§ What is required
Please render the entries from the line containing "Each instance of the <item>cactus spine</item>", that line included, through the end of the entries as a two-column CSV with the headers entry and answer. Give one row per entry, putting its text and its answer each in a single quoted field with line breaks turned into spaces.

§ Dataset records
===

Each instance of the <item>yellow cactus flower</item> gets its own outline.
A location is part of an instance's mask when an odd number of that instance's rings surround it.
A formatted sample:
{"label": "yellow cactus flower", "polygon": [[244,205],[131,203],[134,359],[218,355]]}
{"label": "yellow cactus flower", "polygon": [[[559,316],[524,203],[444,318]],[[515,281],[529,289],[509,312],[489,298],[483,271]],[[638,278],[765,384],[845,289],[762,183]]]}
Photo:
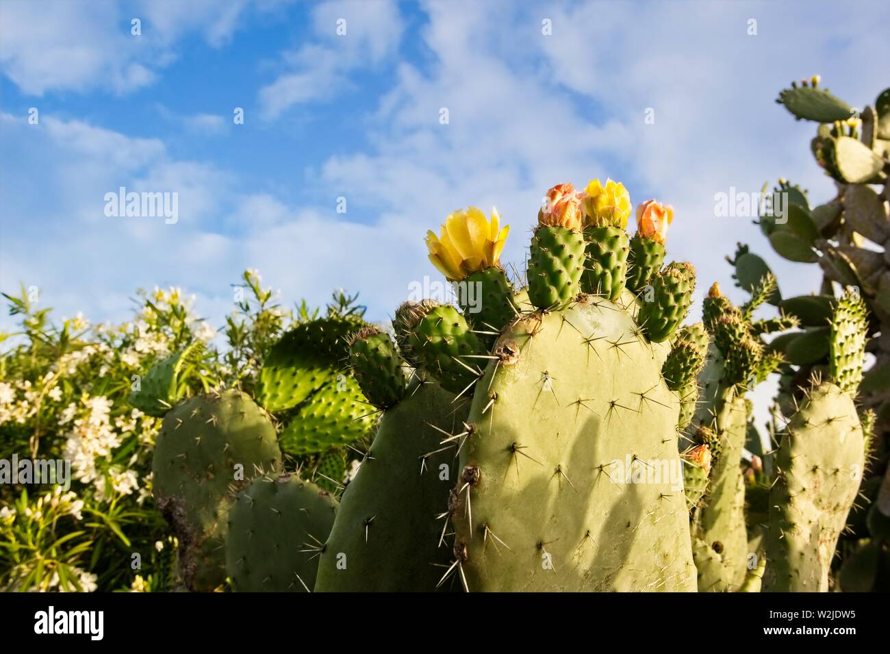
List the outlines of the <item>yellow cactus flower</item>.
{"label": "yellow cactus flower", "polygon": [[538,222],[545,227],[565,227],[581,230],[581,198],[571,184],[556,184],[547,191],[546,206],[538,212]]}
{"label": "yellow cactus flower", "polygon": [[498,209],[491,209],[491,221],[475,206],[449,214],[436,237],[426,232],[430,261],[449,279],[460,281],[467,275],[498,265],[510,226],[500,227]]}
{"label": "yellow cactus flower", "polygon": [[627,227],[632,206],[624,184],[606,180],[603,186],[599,180],[591,180],[584,192],[585,227]]}
{"label": "yellow cactus flower", "polygon": [[711,472],[711,448],[707,445],[698,445],[686,452],[685,458],[706,472]]}
{"label": "yellow cactus flower", "polygon": [[674,222],[674,207],[655,200],[646,200],[636,207],[636,233],[661,245],[668,236],[668,225]]}

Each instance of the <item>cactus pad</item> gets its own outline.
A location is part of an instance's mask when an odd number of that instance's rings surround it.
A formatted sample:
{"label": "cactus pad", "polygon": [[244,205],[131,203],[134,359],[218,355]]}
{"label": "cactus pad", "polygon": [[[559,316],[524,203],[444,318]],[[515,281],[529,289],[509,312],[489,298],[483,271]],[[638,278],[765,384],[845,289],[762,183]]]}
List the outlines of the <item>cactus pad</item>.
{"label": "cactus pad", "polygon": [[538,309],[563,309],[580,292],[584,237],[565,227],[538,227],[529,254],[529,299]]}
{"label": "cactus pad", "polygon": [[191,590],[225,580],[231,489],[277,470],[280,459],[268,416],[238,391],[190,398],[165,416],[152,461],[155,501],[179,539],[181,574]]}
{"label": "cactus pad", "polygon": [[226,569],[239,593],[308,593],[337,503],[295,475],[257,477],[229,511]]}

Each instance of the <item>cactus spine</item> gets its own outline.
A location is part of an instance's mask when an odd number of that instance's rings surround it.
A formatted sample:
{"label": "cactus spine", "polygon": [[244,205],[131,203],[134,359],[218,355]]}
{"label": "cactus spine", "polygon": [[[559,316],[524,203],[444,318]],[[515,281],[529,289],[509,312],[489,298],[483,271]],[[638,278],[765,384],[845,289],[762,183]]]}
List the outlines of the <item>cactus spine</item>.
{"label": "cactus spine", "polygon": [[829,589],[835,547],[865,466],[867,443],[854,403],[865,334],[865,305],[848,292],[831,323],[830,380],[814,380],[780,437],[765,590]]}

===

§ Written response
entry,answer
"Each instance of the <item>cactus spine</item> gets its own outline. A location is part of an instance's mask when an odd number of that instance's rings surround it. A formatted sample: {""label"": ""cactus spine"", ""polygon"": [[244,205],[131,203],[134,359],[218,355]]} {""label"": ""cactus spine"", ""polygon"": [[[559,316],[524,203],[444,318]],[[515,281],[529,289],[509,312],[489,298],[483,271]],[[638,278],[765,384],[845,289],[762,183]]]} List the outlines of the <item>cactus spine</item>.","{""label"": ""cactus spine"", ""polygon"": [[829,589],[835,547],[865,466],[867,443],[854,403],[865,334],[865,305],[848,292],[831,323],[830,380],[814,380],[780,437],[765,590]]}"